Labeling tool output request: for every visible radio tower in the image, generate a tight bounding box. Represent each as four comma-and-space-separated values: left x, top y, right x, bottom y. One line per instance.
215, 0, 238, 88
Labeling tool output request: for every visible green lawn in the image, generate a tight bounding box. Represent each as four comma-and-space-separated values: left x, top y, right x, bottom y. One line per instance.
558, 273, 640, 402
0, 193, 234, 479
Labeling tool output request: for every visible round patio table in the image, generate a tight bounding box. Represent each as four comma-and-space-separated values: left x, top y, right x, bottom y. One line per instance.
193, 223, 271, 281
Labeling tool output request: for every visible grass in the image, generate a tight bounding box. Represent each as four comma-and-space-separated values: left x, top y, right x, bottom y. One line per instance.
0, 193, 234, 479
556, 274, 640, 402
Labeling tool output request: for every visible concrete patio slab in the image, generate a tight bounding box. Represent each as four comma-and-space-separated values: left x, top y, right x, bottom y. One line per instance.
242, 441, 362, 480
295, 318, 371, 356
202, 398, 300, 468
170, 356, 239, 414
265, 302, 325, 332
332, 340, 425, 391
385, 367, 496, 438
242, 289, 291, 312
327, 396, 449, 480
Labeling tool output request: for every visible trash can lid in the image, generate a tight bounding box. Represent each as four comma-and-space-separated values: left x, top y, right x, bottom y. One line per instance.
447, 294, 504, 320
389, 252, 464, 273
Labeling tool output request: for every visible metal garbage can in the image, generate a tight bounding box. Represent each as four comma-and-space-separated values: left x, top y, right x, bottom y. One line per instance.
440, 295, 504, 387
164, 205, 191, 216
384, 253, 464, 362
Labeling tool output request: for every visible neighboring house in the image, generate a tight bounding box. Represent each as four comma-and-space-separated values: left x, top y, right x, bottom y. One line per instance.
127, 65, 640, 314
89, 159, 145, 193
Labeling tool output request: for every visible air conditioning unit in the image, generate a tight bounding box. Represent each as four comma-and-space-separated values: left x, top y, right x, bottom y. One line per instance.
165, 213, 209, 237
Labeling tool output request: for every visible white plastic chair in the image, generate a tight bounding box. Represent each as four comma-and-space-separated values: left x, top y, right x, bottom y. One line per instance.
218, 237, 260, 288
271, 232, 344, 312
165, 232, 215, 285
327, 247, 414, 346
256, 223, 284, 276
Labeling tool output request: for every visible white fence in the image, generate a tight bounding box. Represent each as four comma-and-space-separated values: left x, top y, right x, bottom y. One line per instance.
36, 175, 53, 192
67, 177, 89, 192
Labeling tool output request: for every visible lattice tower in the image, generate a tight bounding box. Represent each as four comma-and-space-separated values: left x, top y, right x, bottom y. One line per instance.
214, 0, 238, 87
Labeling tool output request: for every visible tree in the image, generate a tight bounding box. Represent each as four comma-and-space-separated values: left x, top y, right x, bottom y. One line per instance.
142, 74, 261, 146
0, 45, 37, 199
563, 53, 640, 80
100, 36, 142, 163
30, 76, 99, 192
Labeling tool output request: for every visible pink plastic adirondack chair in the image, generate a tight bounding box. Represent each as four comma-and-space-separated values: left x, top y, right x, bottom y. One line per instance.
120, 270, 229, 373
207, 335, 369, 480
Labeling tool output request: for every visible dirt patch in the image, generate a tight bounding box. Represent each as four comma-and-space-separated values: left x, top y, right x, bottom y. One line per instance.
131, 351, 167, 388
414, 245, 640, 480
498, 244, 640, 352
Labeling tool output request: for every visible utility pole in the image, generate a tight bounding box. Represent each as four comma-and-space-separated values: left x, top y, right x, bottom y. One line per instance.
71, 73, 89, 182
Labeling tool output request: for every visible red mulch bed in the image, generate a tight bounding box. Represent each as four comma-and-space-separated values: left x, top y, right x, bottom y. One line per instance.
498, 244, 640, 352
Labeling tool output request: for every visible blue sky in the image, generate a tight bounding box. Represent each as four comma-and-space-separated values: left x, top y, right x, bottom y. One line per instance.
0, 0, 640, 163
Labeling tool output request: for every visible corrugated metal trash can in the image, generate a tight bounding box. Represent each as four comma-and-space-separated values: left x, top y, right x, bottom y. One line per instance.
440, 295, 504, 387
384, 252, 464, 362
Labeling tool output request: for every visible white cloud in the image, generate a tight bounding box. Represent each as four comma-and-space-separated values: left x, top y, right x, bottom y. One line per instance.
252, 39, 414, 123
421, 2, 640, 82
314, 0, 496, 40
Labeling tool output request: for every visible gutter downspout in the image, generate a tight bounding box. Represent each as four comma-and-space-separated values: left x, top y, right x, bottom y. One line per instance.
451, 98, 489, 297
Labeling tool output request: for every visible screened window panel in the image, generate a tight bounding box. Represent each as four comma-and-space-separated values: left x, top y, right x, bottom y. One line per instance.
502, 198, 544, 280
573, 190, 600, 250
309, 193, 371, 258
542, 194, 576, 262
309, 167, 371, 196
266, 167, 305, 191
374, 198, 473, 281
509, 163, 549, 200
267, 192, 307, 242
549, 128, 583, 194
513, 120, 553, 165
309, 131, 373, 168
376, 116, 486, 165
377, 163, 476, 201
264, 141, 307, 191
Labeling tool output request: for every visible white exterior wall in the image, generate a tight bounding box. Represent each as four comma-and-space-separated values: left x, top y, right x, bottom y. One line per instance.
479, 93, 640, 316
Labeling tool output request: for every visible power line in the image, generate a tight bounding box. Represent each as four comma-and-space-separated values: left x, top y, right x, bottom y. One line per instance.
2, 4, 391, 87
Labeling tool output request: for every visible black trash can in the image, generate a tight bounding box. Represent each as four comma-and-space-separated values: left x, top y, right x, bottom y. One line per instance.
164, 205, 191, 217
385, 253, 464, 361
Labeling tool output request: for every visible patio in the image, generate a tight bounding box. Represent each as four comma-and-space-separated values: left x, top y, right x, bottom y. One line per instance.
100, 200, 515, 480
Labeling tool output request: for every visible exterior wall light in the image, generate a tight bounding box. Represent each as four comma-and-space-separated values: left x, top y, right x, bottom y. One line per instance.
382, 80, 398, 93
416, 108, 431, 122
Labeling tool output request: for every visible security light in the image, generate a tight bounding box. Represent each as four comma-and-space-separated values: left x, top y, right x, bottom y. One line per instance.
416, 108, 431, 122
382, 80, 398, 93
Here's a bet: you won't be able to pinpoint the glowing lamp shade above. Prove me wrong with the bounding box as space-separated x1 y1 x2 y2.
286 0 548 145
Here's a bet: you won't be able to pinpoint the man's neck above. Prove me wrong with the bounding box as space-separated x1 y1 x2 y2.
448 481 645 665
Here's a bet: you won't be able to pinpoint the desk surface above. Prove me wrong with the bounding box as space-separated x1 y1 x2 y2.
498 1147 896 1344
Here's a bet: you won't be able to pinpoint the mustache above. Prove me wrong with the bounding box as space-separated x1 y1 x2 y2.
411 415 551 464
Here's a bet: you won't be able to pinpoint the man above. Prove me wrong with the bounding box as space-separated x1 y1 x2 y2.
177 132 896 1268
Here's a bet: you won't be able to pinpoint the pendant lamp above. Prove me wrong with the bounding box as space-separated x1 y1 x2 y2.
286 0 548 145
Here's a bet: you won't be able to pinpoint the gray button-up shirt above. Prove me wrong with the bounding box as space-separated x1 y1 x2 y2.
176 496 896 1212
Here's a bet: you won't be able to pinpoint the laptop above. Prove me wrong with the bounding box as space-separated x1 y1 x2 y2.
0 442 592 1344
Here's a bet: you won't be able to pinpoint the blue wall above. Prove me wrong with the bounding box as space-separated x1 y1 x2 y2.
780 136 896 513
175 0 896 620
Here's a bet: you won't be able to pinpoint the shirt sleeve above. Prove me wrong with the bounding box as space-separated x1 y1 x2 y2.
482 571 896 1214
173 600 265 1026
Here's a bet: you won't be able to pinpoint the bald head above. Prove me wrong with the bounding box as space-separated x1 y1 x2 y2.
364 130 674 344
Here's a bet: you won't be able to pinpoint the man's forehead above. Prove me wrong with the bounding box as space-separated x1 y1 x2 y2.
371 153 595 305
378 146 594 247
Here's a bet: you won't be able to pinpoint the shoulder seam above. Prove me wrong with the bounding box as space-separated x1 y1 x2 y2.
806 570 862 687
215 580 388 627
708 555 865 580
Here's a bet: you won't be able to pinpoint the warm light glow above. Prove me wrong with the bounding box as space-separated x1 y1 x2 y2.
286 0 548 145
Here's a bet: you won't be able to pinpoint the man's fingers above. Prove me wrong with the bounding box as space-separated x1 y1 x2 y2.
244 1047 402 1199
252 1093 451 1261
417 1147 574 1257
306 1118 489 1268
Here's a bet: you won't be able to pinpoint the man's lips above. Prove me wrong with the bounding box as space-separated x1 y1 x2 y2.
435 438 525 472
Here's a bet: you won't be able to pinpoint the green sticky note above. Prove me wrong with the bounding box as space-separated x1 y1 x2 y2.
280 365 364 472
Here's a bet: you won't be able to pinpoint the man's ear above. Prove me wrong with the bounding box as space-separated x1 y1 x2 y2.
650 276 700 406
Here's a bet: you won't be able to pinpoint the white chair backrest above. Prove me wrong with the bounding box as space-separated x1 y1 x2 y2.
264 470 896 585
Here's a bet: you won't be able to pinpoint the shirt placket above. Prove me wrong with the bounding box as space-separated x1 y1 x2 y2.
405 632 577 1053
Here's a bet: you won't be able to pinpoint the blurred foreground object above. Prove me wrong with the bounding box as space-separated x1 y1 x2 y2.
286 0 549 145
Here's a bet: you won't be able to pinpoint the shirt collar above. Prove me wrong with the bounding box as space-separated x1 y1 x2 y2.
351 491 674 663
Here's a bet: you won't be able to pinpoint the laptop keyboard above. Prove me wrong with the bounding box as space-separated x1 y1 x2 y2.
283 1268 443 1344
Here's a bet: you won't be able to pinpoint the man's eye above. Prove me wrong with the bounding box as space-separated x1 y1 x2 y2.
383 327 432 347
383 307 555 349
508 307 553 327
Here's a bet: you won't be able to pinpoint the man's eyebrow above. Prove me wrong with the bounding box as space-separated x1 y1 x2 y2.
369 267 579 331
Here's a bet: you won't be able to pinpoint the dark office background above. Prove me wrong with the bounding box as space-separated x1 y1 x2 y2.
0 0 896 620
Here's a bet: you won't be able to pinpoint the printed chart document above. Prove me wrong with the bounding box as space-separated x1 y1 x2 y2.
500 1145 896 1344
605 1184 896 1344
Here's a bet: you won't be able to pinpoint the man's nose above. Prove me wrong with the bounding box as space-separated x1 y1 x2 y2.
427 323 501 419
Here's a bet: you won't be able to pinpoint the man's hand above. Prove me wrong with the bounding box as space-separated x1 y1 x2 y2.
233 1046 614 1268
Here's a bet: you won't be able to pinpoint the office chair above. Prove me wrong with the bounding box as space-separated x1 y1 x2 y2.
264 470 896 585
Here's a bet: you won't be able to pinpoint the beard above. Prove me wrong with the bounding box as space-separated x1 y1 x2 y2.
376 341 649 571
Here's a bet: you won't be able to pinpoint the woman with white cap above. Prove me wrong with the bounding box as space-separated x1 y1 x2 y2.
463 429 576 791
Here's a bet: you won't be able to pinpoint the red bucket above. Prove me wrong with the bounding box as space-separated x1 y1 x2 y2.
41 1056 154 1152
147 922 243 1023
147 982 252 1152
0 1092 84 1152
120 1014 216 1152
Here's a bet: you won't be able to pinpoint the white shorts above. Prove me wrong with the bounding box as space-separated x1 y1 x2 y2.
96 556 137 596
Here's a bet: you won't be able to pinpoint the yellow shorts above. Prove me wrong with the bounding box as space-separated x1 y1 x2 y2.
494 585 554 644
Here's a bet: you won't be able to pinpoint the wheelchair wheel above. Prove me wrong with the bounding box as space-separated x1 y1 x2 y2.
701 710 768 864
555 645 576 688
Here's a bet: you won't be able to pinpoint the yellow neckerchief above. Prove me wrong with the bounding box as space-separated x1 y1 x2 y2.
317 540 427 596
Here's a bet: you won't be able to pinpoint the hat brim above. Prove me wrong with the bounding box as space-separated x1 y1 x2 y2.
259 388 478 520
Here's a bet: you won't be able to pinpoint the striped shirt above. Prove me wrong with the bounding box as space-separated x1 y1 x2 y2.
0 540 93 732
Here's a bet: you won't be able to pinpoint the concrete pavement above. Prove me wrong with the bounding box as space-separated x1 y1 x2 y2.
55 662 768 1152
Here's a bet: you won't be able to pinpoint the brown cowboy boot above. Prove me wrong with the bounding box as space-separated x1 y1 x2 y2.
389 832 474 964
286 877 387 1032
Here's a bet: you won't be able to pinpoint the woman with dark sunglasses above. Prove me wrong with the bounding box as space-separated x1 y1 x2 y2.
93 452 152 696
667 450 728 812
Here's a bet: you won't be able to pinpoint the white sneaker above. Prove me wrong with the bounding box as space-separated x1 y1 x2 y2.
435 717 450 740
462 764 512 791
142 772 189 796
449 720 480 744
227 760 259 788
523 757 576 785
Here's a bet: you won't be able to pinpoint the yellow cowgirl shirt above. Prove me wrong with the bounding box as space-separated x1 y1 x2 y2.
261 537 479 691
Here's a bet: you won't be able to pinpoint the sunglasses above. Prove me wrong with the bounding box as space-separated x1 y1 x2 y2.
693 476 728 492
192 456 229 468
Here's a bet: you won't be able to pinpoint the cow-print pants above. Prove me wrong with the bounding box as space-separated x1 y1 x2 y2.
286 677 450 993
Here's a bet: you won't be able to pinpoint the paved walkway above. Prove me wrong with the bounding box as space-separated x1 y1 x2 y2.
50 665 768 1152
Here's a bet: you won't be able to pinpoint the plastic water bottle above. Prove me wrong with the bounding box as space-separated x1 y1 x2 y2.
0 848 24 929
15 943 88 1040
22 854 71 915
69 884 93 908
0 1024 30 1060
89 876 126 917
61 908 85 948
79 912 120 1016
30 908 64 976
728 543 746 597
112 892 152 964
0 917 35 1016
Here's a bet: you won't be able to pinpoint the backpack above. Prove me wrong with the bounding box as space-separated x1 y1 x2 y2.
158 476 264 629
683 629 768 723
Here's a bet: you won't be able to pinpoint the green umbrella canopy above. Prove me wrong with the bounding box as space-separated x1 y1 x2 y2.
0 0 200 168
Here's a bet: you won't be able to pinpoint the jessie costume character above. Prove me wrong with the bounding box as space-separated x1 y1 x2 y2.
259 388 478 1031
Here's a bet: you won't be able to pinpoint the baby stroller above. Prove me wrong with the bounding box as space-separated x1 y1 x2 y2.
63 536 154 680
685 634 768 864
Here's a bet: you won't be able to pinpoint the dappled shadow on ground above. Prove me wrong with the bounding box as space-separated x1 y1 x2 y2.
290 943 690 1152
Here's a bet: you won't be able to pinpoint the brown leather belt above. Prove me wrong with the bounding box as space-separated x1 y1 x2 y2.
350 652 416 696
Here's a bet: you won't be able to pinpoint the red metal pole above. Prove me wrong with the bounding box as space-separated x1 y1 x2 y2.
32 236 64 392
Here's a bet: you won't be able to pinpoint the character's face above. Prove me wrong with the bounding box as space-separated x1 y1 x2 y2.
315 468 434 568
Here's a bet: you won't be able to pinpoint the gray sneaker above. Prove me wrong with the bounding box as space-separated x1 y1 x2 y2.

┄┄┄┄┄┄┄┄┄┄

» **To do**
Copy out every line of the data above, starting at the line containing "Here's a bet: you won't be able to pinpoint the beard" and running down to the line containing "55 662 768 1152", with both of those lines included. Change nothing in them.

» **Exercise result**
Here's a bet: you won't be able to pinpoint the beard above. Prove me wrong with the bounding box as space-separated x1 y1 x2 y2.
376 341 649 571
Here's a bet: you won't be able to pinpoint the woman with white cap above. Prove me wrong with the bounding box as space-separated x1 y1 x2 y2.
463 429 576 791
Here's a bet: you won't be able to pinpoint the red bucket above. Prove me wrong with the bounding box as space-separated x1 y1 x2 y2.
41 1056 154 1152
147 922 243 1023
147 982 252 1152
0 1092 84 1152
120 1014 216 1152
Here's a bet: you won't be able to pinpoint the white shorts above. Prove me wrong with the bounding box as space-separated x1 y1 x2 y2.
96 556 137 596
Here's a bet: you won't be able to pinpoint the yellow shorts above. Prove me wrong with the bounding box as space-separated x1 y1 x2 y2.
494 585 554 644
Here's a bet: you won't be able to pinpoint the wheelchair wheel above. Prove me wrong with the bounding box as space-separated x1 y1 x2 y2.
701 710 768 864
555 645 576 688
Here's a bet: you won't be able to pinpoint the yellow neckerchief above. Prove me wrong with the bounding box as space-separated x1 y1 x2 y2.
317 540 427 596
Here's a bet: you won't be able to pinpoint the hat brim above. Prove me wrong with the bounding box as space-separated x1 y1 x2 y2.
259 388 478 520
Here's a bet: you won't be able to pinpoint the striped shirt above. Prove me wrong with the bounding box as space-separated x1 y1 x2 y2.
0 540 93 732
Here's a bet: you won't be able to pinpoint the concrete pavement above. Prove me wrong with the bounding box as space-separated x1 y1 x2 y2.
55 662 768 1152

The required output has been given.